→ **WHAT YOU WILL DO**
According to the Judy Blume passage, in what year was Are You There God? It's Me, Margaret published?
-- start PROVIDED TEXT --
Before Judy Blume, there may have been a handful of books that spoke to issues teens could identify with; but very few were getting down to nitty-gritty stuff like menstruation, masturbation, parents divorcing, being half-Jewish, or deciding to have sex. Now, these were some issues that adolescents could dig into, and Blume’s ability to address them realistically and responsibly has made her one of the most popular – and most banned – authors for young adults.

Are You There God? It’s Me, Margaret, published in 1970, was Blume’s third book and the one that established her fan base. Drawing on some of the same things she faced as a sixth grader growing up in Elizabeth, New Jersey, Blume created a sympathetic, first-person portrait of a girl whose family moves to the suburbs as she struggles with puberty and religion. In subsequent classics such as Then Again, Maybe I Won’t, Deenie, Blubber, and Tiger Eyes, Blume wrote about the pain of being different, falling in love, and figuring out one's identity. Usually written in a confessional/diary style, Blume’s books feel like letters from friends who just happen to be going through a very interesting version of the same tortures suffered by their audience.
-- end PROVIDED TEXT --
-- start SUPPLIED ENTRIES --
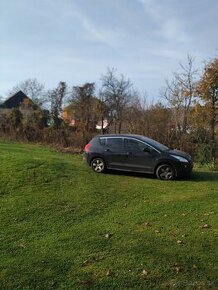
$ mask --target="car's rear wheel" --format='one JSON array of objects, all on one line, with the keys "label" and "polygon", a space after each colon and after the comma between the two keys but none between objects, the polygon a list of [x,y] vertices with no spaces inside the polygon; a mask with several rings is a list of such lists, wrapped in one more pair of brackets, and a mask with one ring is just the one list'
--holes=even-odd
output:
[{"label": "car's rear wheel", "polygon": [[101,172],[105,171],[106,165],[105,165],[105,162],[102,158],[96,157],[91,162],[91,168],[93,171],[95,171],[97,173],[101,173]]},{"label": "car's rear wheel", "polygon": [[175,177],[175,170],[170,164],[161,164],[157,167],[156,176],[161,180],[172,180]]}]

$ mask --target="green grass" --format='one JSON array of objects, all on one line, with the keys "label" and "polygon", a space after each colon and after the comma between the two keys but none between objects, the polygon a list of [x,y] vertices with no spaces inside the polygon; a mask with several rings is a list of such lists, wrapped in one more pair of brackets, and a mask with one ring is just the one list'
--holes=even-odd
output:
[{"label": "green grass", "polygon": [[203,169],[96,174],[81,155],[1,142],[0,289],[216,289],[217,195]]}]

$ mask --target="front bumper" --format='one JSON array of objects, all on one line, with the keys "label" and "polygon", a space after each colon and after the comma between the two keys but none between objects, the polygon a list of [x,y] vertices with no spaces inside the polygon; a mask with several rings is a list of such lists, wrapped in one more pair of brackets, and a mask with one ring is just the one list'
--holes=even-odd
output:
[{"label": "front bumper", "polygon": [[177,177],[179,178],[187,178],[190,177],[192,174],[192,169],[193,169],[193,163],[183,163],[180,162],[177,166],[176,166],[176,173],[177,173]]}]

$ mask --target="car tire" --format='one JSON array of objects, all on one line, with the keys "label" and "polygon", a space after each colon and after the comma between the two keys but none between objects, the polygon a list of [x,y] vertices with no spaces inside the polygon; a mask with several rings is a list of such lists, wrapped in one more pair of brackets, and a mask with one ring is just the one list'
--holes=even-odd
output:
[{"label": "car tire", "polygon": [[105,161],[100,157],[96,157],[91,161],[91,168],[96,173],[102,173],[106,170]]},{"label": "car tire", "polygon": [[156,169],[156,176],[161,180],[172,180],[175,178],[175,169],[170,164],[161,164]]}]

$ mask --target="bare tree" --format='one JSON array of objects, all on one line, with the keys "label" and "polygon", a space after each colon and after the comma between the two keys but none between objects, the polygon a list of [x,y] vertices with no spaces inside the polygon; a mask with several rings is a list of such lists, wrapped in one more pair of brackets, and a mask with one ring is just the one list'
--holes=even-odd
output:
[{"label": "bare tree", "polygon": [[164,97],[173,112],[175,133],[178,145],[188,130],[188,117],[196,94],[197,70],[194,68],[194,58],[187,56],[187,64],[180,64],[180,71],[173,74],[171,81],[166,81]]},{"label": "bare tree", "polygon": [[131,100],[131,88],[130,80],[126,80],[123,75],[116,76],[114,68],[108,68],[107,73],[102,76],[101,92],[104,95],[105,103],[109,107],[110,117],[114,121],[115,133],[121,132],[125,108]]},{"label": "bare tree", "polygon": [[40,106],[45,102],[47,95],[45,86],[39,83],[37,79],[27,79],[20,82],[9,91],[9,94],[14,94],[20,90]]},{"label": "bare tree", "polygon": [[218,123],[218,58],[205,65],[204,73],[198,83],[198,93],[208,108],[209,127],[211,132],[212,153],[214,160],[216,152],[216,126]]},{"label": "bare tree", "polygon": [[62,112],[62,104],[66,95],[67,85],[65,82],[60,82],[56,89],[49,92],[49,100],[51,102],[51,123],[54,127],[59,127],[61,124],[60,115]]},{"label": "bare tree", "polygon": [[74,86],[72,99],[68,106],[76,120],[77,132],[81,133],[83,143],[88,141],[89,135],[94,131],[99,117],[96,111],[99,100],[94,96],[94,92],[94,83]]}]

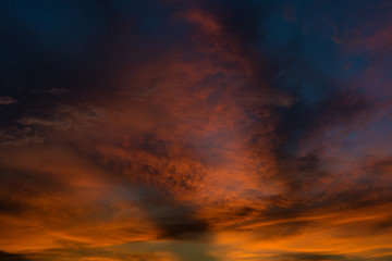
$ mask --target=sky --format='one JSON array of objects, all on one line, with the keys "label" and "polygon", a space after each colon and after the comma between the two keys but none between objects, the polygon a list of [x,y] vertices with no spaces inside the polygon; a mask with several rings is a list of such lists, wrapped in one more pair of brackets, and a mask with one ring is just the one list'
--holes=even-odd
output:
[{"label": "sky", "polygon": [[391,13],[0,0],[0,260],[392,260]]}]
-- end SUPPLIED ENTRIES --
→ **FINISHED EXERCISE**
1970